**GIVEN PROBLEM:**
Write out the records word for word, with no pictures.

(Point annotation records)
####################

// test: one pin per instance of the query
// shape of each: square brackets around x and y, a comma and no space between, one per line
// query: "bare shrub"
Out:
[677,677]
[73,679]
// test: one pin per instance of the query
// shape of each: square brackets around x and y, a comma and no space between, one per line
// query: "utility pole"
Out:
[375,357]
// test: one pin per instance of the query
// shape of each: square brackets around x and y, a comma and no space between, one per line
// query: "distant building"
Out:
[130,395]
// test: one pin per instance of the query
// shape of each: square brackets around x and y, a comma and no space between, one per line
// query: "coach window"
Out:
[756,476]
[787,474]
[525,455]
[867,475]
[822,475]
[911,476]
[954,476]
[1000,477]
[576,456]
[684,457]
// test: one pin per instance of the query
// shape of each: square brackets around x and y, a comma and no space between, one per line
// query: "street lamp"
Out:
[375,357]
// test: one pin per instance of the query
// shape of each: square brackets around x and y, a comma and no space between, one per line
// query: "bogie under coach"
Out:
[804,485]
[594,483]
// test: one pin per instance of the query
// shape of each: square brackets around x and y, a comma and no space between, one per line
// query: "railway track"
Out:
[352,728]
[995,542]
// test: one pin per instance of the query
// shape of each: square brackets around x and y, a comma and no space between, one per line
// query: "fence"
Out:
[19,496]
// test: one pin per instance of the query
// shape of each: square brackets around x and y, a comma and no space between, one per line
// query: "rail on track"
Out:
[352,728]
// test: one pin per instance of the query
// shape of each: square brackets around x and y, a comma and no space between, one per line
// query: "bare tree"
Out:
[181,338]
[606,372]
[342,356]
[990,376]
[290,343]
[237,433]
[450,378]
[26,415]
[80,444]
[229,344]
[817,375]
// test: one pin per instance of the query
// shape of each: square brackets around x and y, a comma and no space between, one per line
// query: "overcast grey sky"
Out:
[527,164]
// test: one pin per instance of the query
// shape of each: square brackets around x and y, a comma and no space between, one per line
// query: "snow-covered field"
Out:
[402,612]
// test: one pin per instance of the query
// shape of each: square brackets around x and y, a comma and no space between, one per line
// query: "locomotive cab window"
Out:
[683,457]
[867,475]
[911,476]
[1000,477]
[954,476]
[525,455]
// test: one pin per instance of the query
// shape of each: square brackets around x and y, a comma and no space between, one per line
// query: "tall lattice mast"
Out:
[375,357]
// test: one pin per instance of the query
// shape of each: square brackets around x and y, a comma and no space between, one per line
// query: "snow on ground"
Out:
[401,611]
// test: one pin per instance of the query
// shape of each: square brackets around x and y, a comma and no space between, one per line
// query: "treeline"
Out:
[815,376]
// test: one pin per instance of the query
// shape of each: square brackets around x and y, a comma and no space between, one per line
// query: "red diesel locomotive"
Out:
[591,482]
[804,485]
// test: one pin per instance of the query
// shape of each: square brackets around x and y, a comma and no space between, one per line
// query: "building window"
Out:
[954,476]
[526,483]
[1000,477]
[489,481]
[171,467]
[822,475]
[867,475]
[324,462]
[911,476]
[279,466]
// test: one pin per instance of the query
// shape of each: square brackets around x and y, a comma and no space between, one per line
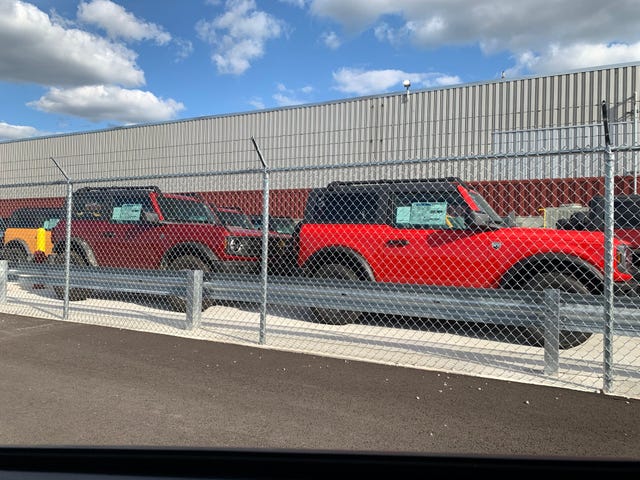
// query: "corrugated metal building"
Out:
[498,131]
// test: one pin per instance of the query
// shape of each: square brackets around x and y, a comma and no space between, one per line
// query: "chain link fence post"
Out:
[608,255]
[264,264]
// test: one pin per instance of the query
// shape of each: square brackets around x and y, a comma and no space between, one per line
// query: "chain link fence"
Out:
[419,262]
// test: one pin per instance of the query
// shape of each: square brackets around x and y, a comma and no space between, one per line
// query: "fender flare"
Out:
[545,262]
[80,246]
[343,255]
[193,248]
[22,244]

####################

**WRITTEN RESPONSE:**
// test: one pin per instance of the query
// shape of each: square brackets around x and y, a comma and no space between, one per line
// query: "bare shrub"
Out:
[677,677]
[73,679]
// test: one pin per instance of the query
// shape of each: square brackets around x and y, a comma and no space between, one per line
// query: "utility pole"
Out:
[375,357]
// test: one pin per instance of the query
// shape of each: square brackets around x and y, a comma and no space between, one per line
// query: "distant building"
Out:
[130,395]
// test: one pin per instance of the query
// shape of each: square brackets around x and y, a comma and no space between, one per line
// query: "coach window"
Out:
[756,476]
[787,474]
[525,455]
[867,475]
[822,475]
[911,476]
[954,476]
[1000,477]
[576,456]
[684,457]
// test: one pin per instance of the query
// shape of each: square brackets around x and y, a comma and no space between, one per line
// query: "street lamp"
Out:
[375,357]
// test: one pin per instance of the query
// shape of each: square brackets around x and y, a comma and no space between, one per line
// query: "bogie under coach"
Out:
[804,485]
[594,483]
// test: one pin per instance of the query
// shape of each: square brackets around x and y, a comma and no space between, one per line
// query: "railway track"
Out:
[352,728]
[995,542]
// test: one pin per instance of the query
// shape of each: square brackets around x and y, a comma and no space between, one per line
// query: "fence"
Out:
[19,496]
// test: one pin per instance of the query
// shape of each: square brackets around x and y, a comma and no space between, one per line
// query: "rail on track"
Out:
[352,728]
// test: one pin per instance of the query
// shape of each: square brackets around x and y, a comma and no space between, one per line
// query: "bare tree"
Out:
[181,338]
[606,372]
[342,356]
[990,376]
[290,343]
[237,433]
[450,378]
[26,415]
[80,444]
[229,344]
[817,375]
// test: one pin per instance of the query
// shape of each: square brackets around x and y, a comma and no space between, one per line
// query: "overcast grey sky"
Out:
[527,164]
// test: one pin per instance of the query
// shape of each: square brackets around x and y, a comma and no space between, one per line
// query: "snow-covered field"
Out:
[402,612]
// test: one pin per instance of the query
// shape of each: square brackets around x and y, a comma and no space between, one per line
// query: "locomotive cab window"
Out:
[683,457]
[867,475]
[911,476]
[1000,477]
[954,476]
[525,455]
// test: one pin per instance of the query
// shape of each: square brackets around x and y, a comma and no space between, one per line
// query: "tall lattice mast"
Out:
[375,357]
// test: one pin per instance of the query
// shape of each: square brackets around x and y, a comma and no space between, one per line
// query: "snow on ground"
Out:
[401,611]
// test: one pin per instance of the query
// shape of each: square brackets around x and y, a comma and no space between, one per line
// query: "treeline"
Out:
[815,376]
// test: one pin per instance of the query
// shape of each: square brackets around x and y, a comma and no space between, one per line
// query: "red diesel locomotive"
Out:
[591,482]
[804,485]
// test: one pin per instance of the query
// shape of each: square brackets around x and y, a comma and no space between, one per line
// query: "building window"
Out:
[954,476]
[526,483]
[1000,477]
[489,481]
[171,467]
[822,475]
[867,475]
[324,462]
[911,476]
[279,466]
// test: one pin per instance of the query
// shape of each: square brackets around x and y, a comma and no space between, one per line
// query: "corrugated metal building"
Out:
[498,131]
// test: one pin per instance of the query
// shape of each: square brackets around x and y, a comma and no space between, one per line
// query: "chain link fence post"
Out:
[608,255]
[264,264]
// test: one pin per instance of the query
// shape of each: square brackets around x and y, a comma and no space between, one per line
// query: "chain link fence"
Out:
[419,262]
// test: one pin per instance of the query
// shape of each: square brackets around x and y, a comma and no space between, one per line
// query: "fender flare"
Out:
[545,262]
[80,246]
[343,255]
[193,248]
[22,244]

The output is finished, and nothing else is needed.